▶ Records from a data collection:
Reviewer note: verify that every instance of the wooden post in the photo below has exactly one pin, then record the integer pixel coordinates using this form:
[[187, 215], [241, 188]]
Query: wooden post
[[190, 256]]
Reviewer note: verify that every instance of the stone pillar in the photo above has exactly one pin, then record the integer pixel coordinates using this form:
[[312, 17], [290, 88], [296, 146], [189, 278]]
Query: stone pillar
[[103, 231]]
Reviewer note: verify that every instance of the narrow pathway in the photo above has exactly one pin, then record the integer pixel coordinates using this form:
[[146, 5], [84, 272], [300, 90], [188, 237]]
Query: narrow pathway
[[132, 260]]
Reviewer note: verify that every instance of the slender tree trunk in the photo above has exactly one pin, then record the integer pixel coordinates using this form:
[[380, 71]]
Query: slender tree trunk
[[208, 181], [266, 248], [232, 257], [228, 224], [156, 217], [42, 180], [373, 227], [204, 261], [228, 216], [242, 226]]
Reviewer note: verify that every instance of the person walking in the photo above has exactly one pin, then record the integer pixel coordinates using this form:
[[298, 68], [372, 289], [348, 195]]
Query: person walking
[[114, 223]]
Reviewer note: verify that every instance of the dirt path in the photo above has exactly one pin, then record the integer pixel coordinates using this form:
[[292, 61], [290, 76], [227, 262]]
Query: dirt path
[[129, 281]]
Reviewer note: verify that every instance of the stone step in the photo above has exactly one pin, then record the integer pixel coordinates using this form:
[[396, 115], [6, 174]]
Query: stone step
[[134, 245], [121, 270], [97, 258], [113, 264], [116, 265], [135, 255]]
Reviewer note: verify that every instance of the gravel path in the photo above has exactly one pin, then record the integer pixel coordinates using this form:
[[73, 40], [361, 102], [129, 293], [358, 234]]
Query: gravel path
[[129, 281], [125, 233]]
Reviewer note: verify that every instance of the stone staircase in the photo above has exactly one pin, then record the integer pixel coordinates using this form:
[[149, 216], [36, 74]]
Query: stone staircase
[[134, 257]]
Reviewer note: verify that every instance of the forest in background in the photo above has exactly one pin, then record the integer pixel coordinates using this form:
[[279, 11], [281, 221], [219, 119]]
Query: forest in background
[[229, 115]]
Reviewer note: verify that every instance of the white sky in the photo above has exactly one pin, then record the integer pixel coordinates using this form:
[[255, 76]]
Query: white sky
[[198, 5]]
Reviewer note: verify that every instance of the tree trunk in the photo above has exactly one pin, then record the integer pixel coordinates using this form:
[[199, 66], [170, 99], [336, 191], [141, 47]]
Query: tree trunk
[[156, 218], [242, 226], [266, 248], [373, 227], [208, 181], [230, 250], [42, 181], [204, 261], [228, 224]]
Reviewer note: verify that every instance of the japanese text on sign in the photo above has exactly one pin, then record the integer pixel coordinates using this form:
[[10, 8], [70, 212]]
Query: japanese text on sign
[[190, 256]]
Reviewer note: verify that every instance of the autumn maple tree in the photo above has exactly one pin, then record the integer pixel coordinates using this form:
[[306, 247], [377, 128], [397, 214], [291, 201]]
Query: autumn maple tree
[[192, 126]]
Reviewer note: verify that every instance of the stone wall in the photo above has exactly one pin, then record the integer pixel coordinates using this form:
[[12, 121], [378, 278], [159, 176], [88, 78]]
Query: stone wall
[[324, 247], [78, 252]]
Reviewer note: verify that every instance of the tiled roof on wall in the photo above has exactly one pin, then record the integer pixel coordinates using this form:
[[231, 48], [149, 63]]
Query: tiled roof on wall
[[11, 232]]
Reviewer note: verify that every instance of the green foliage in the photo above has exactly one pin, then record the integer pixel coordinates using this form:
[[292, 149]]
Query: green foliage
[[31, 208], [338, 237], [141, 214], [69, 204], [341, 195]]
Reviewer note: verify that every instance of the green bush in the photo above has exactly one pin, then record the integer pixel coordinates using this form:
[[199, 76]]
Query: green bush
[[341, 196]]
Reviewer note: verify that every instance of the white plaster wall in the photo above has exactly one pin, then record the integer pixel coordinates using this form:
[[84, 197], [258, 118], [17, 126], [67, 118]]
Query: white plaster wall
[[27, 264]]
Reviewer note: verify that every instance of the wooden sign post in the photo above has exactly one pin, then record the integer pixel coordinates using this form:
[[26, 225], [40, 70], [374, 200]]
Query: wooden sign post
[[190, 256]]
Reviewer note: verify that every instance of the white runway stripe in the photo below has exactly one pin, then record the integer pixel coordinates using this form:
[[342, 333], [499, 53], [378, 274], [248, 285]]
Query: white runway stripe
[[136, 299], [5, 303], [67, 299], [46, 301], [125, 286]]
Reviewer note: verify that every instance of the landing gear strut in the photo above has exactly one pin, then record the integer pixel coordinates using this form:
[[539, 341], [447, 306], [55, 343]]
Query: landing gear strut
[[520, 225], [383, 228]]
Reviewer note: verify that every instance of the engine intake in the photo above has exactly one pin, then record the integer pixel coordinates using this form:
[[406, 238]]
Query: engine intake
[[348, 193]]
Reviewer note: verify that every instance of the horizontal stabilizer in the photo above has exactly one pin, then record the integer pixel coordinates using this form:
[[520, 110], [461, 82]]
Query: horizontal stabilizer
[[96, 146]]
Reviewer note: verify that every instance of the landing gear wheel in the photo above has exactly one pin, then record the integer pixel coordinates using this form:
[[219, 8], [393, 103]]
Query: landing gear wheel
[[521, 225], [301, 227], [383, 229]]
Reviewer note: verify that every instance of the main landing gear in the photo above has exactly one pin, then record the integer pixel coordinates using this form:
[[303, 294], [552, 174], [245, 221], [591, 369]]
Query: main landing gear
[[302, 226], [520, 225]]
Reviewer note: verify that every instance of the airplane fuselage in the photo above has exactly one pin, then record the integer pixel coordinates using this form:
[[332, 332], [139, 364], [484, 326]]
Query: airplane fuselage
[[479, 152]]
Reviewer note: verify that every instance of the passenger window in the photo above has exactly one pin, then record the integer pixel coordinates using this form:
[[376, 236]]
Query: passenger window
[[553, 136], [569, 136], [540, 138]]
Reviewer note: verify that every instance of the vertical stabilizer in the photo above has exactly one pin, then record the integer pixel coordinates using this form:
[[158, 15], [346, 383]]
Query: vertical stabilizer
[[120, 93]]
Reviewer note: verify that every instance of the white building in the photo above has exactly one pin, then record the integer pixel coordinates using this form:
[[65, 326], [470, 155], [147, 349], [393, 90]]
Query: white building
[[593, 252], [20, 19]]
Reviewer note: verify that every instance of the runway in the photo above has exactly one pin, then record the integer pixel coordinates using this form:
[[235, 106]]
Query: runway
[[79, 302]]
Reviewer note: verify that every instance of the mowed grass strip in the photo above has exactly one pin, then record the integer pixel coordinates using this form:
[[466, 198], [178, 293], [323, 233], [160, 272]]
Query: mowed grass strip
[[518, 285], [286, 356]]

▶ EXERCISE OBJECTIVE: Your answer should consist of the lines from the line with "[[12, 121], [378, 278], [159, 176], [88, 78]]" to the line with "Reviewer note: verify that every instance of the tiled" above, repeated exactly, both ends included.

▶ REPLY TO THE TASK:
[[12, 121], [378, 278], [159, 176], [88, 78]]
Query: stone wall
[[324, 247], [78, 252]]
Reviewer note: verify that every instance of the tiled roof on wall in the photo above has exactly one pin, then record the integer pixel coordinates using this form:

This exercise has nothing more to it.